> **Detalhes do problema**
Diga quantas linhas dos registros abaixo contêm a palavra "stairway", diferenciando maiúsculas de minúsculas. Responda apenas com o número.

> **Registros a processar**
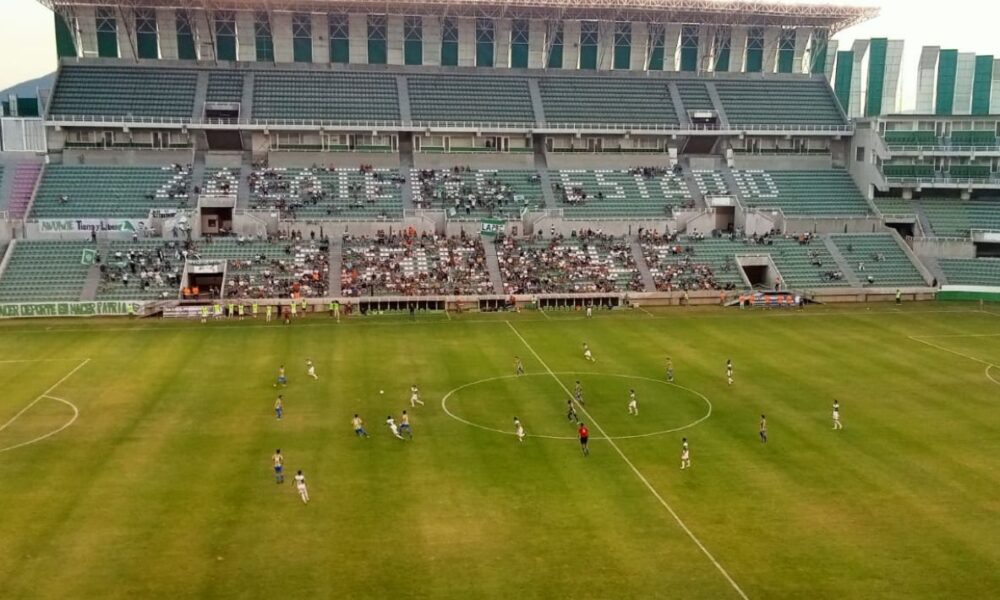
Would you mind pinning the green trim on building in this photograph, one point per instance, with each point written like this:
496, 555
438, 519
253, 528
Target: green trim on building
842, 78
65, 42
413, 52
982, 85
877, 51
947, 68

---

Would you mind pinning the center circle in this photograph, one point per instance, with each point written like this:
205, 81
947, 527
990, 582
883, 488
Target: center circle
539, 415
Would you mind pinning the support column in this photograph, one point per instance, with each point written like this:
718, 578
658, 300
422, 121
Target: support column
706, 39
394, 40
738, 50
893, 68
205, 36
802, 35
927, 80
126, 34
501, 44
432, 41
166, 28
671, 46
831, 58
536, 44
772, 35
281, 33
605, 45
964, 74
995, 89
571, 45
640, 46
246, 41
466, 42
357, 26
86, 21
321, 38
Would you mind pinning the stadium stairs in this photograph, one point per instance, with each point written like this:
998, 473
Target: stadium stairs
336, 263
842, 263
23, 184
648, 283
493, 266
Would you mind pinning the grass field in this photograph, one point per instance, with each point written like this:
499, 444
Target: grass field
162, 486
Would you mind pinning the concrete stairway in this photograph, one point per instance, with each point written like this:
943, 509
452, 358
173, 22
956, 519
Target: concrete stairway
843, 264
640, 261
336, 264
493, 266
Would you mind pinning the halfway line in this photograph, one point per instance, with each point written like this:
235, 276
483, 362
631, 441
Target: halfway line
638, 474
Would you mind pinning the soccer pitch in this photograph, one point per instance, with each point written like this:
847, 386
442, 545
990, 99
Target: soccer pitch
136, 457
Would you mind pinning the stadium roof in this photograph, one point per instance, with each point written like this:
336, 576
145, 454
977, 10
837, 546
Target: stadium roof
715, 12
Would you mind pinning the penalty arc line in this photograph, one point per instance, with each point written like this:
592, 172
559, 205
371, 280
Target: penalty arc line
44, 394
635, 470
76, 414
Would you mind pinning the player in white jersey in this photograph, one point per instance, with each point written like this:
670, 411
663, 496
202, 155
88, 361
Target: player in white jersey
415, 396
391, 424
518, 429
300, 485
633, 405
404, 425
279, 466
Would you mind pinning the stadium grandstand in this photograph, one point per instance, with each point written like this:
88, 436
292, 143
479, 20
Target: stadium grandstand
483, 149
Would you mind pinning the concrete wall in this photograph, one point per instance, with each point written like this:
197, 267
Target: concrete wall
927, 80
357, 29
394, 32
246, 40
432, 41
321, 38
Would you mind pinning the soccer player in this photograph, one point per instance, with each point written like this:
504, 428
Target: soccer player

* * *

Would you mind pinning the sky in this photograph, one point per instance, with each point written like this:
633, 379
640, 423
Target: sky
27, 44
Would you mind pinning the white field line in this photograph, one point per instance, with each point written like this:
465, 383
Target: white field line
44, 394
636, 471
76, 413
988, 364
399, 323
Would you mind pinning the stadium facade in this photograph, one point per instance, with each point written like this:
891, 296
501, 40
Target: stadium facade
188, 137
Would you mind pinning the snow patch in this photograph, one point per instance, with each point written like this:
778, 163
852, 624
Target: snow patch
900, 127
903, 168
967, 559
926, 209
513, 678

> **Resposta escrita**
2